Tekst ▸
■ ■ ■ ■ ■

Uit cijfers die N-VA-parlementslid Maaike De Vreese heeft opgevraagd, blijkt dat er vorig jaar niet alleen 10 procent minder inburgeringscontracten zijn afgesloten (20.753), maar ook dat het aantal inbreukdossiers met een kwart is gedaald tot 1.223. De daling komt onder andere door het gewijzigd inburgeringsbeleid dat sinds maart 2022 van start is gegaan. Daardoor moeten nieuwkomers die uit vrije wil het inburgeringstraject volgen (zoals bijvoorbeeld EU-onderdanen) betalen voor het inburgeringstraject. De combinatie van het vrijwillig karakter en het betalend maken van het inburgeringstraject vanaf september dit jaar maakt een sanctionering niet langer noodzakelijk.
De meest voorkomende redenen voor het opstarten van een inbreukdossier zijn het niet regelmatig deelnemen aan de cursussen, zich niet tijdig aanmelden voor het inburgeringstraject of het traject onrechtmatig vroegtijdig beëindigen.
Voor de 884 inbreukdossiers die al zijn behandeld, werden er 401 boetes uitgeschreven. Het gros van de boetes (84 procent) betreft een boete van minder dan 500 euro. Drie inburgeraars kregen dan weer een boete van 5.000 euro.
De Vreese dringt ook opnieuw aan op een betere informatie-uitwisseling tussen het Vlaamse en het federale niveau, meer bepaald tussen het Vlaams Agentschap Integratie en Inburgering en de federale Dienst Vreemdelingenzaken (DVZ). Die informatie-uitwisseling is ook voorzien in het nieuwe inburgeringsdecreet dat intussen meer dan een jaar operationeel is. Maar de effectieve uitwisseling moet volgens De Vreese uitgewerkt worden. Dat die informatie-doorstroming uitblijft, is voor de N-VA-politica onbegrijpelijk.

■ ■ ■ ■ ■

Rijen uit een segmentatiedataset
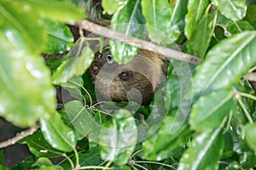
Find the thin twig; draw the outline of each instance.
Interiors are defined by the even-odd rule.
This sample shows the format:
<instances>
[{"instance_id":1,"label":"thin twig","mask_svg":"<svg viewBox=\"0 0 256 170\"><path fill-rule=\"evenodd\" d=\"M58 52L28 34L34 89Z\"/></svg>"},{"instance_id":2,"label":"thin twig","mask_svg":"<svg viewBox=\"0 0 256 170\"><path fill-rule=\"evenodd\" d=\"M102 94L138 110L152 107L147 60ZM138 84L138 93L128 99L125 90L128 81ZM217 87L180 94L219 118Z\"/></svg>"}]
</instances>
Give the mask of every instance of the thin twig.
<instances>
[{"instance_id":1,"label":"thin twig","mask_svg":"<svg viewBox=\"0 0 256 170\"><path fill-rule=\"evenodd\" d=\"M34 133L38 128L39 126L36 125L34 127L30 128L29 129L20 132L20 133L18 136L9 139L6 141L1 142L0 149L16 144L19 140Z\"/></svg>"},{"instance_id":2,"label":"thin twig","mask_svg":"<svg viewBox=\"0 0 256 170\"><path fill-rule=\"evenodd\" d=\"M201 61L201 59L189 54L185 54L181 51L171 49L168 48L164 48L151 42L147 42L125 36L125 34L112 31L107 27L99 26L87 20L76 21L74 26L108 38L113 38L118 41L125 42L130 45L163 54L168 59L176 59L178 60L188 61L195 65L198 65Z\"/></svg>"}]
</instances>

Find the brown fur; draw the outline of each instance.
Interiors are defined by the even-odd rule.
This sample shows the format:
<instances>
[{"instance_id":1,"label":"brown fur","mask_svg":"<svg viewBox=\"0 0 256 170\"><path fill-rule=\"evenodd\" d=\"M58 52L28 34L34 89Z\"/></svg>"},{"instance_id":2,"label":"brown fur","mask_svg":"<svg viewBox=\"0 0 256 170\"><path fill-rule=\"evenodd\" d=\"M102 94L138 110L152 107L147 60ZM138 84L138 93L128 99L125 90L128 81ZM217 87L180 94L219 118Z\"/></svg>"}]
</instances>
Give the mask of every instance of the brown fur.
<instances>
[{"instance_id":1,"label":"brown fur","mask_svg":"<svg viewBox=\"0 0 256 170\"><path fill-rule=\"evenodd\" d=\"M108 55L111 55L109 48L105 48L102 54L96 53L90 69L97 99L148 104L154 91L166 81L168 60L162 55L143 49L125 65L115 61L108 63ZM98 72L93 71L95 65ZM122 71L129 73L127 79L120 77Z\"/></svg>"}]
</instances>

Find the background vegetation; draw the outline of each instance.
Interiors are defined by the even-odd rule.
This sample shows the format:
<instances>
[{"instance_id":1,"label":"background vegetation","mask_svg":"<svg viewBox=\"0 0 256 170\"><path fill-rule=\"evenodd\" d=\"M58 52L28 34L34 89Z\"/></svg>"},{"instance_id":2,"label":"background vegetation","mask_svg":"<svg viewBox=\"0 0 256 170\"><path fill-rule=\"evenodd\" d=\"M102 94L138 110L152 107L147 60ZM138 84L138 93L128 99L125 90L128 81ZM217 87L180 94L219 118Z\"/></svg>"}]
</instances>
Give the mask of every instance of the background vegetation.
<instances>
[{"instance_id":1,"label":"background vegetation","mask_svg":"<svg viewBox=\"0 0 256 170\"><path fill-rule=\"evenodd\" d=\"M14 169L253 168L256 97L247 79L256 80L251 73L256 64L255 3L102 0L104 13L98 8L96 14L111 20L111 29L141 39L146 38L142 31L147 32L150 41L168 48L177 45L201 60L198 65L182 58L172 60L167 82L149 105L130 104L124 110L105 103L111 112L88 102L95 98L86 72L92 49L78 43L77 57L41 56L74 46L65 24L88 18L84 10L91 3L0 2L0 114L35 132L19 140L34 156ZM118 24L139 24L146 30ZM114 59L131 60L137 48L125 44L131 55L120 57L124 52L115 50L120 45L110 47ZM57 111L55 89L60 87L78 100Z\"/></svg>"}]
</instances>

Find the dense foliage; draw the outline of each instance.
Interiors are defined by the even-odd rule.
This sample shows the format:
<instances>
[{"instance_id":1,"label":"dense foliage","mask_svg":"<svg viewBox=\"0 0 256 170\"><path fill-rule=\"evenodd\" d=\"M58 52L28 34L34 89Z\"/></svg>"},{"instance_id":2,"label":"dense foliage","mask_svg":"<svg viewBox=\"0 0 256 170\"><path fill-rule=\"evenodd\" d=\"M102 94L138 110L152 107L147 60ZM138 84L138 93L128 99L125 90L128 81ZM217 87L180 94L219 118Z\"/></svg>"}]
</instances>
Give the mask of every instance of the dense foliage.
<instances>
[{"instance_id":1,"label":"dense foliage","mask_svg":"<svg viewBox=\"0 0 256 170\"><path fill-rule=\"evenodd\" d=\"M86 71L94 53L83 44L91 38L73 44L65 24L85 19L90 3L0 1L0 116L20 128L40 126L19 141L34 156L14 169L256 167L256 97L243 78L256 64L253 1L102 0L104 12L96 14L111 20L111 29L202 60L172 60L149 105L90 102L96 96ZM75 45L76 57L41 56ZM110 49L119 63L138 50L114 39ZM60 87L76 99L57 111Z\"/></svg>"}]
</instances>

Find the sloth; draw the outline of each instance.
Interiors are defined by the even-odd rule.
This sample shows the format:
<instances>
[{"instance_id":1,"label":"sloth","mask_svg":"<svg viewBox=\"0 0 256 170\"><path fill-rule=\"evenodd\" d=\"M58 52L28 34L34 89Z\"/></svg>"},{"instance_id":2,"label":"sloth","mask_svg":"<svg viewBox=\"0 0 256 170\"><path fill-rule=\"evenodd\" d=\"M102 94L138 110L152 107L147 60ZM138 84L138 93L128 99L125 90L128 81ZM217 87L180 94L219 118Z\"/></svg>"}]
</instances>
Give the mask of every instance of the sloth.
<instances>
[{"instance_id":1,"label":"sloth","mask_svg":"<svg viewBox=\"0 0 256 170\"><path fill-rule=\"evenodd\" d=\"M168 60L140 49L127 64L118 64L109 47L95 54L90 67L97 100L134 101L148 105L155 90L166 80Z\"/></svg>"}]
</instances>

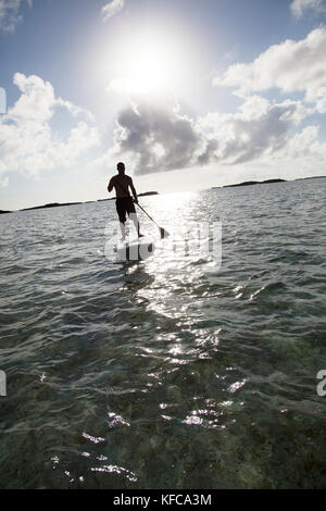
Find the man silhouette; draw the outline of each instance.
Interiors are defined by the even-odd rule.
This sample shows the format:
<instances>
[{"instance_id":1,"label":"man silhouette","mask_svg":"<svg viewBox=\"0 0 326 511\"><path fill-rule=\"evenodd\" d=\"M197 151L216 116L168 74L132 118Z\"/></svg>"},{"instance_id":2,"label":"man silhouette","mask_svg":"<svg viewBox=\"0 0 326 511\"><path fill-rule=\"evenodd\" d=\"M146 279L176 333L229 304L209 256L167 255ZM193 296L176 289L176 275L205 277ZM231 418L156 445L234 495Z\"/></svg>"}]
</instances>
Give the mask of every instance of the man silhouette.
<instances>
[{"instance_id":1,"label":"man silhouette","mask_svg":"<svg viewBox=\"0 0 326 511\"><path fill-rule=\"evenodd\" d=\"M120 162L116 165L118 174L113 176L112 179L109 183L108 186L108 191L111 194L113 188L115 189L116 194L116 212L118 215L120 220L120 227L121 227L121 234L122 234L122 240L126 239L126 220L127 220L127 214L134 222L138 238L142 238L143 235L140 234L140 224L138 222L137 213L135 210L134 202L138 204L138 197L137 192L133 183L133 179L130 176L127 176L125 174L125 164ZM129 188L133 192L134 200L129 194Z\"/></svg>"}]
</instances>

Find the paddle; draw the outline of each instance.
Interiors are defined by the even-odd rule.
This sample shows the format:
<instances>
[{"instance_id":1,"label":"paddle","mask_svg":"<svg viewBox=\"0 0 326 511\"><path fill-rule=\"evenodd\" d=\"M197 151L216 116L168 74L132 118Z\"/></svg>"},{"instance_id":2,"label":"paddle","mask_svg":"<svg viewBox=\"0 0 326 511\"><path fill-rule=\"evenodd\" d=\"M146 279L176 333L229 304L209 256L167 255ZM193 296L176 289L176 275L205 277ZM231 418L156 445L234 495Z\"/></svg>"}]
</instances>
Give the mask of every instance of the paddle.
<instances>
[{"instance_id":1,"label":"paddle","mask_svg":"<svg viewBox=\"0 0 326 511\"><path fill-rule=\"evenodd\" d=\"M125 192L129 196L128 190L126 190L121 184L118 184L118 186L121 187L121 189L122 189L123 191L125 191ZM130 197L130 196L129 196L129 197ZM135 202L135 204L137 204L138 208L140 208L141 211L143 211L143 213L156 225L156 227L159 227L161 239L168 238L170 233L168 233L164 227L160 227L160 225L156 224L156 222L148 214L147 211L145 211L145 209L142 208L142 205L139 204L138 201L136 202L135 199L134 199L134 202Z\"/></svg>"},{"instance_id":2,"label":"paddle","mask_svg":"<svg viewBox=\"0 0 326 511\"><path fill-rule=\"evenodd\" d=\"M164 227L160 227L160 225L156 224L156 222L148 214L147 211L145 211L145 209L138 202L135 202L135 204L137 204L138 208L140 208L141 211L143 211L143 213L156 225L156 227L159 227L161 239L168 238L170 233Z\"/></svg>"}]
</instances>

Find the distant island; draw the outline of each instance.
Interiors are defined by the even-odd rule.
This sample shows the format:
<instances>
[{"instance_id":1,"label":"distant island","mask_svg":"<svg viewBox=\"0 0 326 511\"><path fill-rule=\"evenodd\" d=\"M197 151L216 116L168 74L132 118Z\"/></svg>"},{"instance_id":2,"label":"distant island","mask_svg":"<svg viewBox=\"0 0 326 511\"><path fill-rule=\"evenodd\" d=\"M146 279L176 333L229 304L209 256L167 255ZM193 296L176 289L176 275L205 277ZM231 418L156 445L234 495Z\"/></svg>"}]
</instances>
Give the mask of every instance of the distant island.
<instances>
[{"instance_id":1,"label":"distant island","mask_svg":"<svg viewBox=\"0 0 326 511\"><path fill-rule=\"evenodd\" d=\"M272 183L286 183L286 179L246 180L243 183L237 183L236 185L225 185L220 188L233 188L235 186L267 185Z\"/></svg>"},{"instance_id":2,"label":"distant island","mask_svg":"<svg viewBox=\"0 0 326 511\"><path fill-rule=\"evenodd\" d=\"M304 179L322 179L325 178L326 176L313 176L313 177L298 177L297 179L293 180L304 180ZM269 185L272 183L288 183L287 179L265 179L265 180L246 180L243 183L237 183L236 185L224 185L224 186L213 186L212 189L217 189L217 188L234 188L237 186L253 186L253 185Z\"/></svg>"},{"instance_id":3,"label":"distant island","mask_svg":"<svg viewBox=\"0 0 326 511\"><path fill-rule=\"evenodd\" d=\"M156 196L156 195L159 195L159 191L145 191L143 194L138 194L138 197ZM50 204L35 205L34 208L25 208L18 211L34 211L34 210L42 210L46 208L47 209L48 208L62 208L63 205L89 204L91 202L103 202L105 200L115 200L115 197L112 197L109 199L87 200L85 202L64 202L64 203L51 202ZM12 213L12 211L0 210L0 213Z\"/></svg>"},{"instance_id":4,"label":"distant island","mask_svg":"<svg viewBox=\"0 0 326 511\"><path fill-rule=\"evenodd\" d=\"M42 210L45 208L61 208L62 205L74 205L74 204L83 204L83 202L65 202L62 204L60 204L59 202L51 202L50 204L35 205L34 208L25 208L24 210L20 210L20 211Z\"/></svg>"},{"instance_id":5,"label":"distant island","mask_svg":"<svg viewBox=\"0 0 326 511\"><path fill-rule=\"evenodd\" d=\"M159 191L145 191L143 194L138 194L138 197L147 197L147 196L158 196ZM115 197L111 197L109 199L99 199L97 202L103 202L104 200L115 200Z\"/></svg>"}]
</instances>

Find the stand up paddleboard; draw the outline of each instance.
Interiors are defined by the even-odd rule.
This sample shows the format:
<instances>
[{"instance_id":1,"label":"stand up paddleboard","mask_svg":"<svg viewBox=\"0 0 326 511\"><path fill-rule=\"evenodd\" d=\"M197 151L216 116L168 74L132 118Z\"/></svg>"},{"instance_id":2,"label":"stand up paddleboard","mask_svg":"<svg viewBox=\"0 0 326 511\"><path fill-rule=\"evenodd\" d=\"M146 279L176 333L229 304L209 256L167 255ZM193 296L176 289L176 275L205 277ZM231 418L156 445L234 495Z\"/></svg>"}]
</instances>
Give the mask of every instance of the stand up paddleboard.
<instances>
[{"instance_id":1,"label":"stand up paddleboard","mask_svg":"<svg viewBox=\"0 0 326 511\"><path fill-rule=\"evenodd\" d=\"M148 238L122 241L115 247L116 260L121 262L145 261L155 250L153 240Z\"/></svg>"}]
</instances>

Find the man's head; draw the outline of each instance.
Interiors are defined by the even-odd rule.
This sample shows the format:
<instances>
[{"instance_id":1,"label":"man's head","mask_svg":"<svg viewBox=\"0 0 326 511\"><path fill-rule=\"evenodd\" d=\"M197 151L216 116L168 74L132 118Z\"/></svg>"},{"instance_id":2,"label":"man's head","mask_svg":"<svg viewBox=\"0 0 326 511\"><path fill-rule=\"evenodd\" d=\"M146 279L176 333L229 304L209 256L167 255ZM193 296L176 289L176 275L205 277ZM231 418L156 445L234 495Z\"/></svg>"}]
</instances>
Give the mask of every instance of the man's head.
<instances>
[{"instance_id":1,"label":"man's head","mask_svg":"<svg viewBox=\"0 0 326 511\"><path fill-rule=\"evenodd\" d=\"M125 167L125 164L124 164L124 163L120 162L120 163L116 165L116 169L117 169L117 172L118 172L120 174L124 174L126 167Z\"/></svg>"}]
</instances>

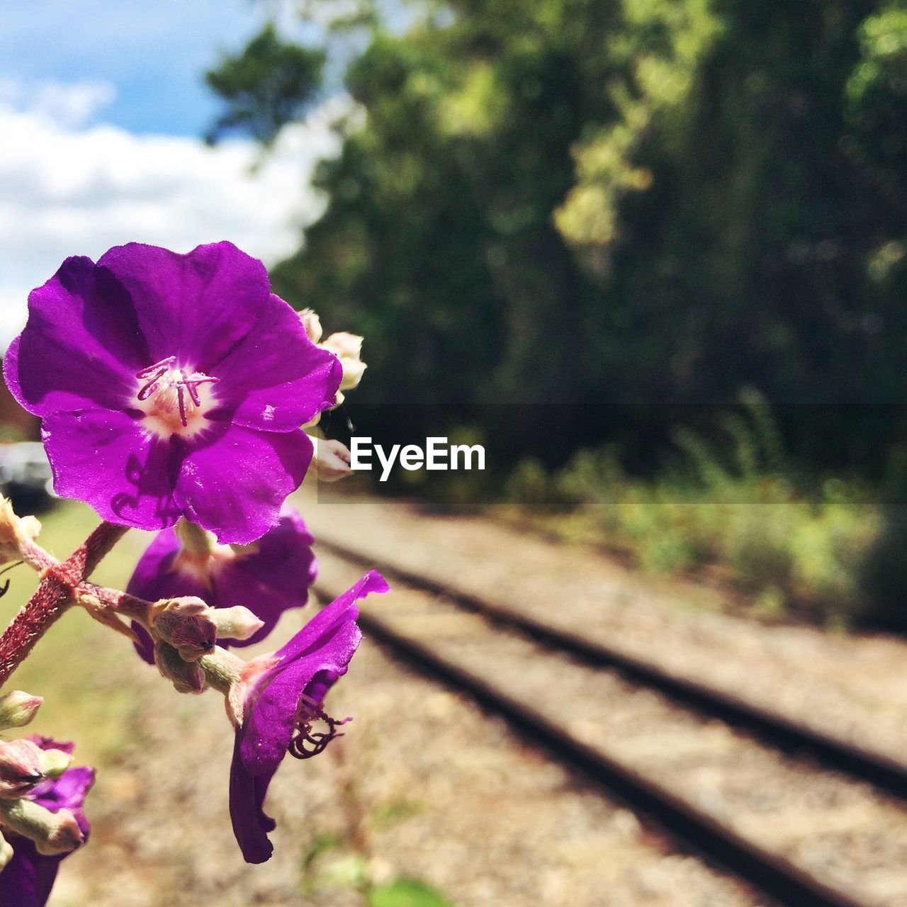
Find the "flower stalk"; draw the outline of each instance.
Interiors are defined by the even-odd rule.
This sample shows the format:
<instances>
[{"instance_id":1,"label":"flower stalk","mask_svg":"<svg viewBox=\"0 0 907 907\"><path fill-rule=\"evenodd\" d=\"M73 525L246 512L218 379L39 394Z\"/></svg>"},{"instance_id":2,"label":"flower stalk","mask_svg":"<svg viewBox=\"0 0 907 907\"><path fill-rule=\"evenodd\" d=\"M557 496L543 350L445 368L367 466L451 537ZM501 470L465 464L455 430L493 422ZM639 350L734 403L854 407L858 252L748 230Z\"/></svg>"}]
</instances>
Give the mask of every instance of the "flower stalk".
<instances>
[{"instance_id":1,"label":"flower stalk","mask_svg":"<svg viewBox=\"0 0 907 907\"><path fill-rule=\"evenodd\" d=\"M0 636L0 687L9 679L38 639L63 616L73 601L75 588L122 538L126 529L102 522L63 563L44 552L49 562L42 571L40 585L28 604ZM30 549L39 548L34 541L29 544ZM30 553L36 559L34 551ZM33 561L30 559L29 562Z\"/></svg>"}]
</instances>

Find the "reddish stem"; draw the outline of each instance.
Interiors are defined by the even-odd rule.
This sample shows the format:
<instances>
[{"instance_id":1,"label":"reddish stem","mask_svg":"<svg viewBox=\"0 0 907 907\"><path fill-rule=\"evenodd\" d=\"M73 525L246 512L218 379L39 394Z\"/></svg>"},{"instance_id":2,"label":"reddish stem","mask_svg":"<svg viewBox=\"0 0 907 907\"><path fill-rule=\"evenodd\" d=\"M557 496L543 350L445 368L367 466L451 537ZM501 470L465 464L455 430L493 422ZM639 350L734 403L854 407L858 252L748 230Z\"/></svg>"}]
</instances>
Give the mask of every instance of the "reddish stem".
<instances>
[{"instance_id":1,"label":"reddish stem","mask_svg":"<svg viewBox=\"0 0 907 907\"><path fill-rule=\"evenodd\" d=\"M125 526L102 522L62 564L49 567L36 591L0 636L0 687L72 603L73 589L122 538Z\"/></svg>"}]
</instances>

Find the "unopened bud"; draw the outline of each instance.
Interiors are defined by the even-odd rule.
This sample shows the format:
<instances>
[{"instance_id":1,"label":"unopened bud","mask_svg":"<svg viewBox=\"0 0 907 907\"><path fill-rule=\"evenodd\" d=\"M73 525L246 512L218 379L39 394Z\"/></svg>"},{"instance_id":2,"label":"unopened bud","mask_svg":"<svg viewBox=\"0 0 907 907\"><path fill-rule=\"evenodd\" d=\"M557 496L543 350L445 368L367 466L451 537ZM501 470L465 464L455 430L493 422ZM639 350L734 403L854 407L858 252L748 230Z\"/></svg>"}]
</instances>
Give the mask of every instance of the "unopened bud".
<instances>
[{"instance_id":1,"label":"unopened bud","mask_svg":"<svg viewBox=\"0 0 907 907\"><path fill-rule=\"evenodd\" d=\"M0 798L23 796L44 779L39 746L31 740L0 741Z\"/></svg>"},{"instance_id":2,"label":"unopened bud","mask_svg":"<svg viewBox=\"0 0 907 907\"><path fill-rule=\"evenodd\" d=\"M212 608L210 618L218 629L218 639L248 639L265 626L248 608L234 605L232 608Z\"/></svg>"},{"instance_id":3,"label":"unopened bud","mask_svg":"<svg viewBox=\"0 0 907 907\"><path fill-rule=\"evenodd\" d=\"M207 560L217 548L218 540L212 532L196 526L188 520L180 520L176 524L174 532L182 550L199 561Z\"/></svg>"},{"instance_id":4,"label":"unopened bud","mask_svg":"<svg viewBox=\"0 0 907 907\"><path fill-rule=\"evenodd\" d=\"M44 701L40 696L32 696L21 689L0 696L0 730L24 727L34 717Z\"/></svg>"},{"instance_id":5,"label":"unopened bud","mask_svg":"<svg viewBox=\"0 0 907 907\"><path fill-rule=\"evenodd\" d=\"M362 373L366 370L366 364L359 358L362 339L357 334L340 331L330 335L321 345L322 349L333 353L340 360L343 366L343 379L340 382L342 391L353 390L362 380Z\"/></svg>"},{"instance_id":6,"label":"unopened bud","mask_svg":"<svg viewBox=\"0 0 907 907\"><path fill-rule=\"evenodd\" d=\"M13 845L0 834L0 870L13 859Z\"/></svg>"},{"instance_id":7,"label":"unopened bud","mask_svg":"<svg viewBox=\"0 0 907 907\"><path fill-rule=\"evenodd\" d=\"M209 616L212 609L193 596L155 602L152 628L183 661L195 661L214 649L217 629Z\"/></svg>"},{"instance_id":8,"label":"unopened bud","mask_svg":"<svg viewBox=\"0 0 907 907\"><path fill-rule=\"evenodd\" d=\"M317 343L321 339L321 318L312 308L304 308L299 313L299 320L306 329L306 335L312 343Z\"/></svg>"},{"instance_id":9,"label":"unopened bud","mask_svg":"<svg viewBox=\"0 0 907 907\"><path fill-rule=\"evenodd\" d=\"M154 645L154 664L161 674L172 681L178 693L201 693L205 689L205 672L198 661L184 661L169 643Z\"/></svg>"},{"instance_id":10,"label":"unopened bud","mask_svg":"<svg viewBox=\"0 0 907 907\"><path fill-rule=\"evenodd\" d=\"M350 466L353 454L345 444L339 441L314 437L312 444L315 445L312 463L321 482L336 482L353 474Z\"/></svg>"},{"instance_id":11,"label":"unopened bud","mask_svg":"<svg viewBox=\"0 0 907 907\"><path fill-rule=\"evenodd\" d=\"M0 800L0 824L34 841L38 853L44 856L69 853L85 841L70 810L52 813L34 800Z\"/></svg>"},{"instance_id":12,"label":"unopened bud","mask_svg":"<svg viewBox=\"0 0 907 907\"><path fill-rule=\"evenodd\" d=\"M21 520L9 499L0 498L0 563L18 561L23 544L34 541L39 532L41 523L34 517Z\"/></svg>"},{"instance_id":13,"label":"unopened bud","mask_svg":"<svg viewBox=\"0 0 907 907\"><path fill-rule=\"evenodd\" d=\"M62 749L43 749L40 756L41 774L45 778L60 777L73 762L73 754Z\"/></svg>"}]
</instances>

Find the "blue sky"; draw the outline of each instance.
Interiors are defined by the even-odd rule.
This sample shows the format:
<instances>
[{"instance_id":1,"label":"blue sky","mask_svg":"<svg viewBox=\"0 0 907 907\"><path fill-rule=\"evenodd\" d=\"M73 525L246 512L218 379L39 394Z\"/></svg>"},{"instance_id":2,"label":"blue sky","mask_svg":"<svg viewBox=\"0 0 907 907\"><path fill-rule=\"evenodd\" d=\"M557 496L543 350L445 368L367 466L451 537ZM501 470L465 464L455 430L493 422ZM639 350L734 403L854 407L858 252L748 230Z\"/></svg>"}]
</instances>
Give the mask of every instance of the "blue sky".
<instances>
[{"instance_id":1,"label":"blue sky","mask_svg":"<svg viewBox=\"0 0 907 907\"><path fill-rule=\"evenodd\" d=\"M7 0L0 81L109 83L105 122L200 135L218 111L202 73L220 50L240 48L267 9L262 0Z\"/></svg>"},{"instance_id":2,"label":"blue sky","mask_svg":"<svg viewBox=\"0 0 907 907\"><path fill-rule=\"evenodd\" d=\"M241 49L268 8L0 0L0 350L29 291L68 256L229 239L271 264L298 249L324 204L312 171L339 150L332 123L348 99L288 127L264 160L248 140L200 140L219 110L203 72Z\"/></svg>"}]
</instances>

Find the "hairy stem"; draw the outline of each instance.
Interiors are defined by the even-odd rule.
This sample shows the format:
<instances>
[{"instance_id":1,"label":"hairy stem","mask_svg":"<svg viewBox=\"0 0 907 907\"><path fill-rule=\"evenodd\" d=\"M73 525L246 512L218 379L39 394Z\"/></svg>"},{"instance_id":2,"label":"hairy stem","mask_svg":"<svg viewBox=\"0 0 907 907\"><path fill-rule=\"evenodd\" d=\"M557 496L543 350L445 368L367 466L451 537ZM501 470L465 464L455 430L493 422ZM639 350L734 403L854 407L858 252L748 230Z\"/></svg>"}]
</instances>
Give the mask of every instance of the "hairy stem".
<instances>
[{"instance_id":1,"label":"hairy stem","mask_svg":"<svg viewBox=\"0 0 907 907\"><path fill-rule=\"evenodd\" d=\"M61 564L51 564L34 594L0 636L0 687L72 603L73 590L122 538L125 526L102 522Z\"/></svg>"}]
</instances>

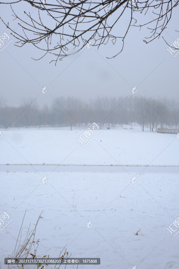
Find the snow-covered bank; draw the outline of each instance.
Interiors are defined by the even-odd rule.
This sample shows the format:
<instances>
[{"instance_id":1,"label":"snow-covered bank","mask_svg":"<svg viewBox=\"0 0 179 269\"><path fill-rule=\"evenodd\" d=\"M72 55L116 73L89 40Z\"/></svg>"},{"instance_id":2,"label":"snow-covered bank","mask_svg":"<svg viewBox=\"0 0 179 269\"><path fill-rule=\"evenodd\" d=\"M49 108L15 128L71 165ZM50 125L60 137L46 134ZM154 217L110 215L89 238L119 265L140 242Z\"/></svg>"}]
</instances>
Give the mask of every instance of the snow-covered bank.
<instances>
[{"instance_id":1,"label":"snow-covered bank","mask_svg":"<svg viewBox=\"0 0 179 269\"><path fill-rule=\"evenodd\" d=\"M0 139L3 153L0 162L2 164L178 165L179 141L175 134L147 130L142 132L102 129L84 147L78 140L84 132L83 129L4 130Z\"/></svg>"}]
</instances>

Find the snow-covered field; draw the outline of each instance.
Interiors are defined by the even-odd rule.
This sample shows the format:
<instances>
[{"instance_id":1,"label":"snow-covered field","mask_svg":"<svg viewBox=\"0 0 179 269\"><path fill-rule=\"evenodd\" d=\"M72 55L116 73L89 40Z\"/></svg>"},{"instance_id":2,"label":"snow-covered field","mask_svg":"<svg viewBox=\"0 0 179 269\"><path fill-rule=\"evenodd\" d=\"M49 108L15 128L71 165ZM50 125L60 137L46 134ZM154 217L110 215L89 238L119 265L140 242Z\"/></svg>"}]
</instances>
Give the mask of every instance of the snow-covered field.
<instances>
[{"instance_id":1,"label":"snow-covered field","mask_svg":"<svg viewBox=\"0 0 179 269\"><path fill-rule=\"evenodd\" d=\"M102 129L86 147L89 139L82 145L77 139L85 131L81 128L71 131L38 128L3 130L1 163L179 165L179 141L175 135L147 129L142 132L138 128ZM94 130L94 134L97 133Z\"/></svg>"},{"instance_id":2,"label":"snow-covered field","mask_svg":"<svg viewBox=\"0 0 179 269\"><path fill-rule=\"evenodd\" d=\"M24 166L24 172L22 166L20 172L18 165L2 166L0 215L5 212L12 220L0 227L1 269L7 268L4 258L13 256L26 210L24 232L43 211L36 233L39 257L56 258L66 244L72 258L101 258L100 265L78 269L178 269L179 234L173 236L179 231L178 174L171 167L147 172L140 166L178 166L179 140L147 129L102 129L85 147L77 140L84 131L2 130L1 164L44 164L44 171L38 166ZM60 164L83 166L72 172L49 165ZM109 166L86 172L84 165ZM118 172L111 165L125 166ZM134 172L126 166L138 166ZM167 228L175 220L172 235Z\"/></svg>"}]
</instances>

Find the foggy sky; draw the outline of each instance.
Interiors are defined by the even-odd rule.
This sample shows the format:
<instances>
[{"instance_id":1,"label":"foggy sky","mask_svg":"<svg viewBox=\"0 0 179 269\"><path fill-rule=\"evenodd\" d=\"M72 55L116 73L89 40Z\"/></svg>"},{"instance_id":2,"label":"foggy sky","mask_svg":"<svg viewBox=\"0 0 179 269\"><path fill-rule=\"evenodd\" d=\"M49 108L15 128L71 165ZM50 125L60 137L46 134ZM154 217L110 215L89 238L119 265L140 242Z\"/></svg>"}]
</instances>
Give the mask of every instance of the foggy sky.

■ ■ ■ ■ ■

Opdracht ▸ Vertaal deze zin uit de tekst over inburgering naar het Engels: "Voor de 884 inbreukdossiers die al zijn behandeld, werden er 401 boetes uitgeschreven."

Uitgeschreven antwoord ▸ For the 884 infringement files that have already been processed, 401 fines were issued.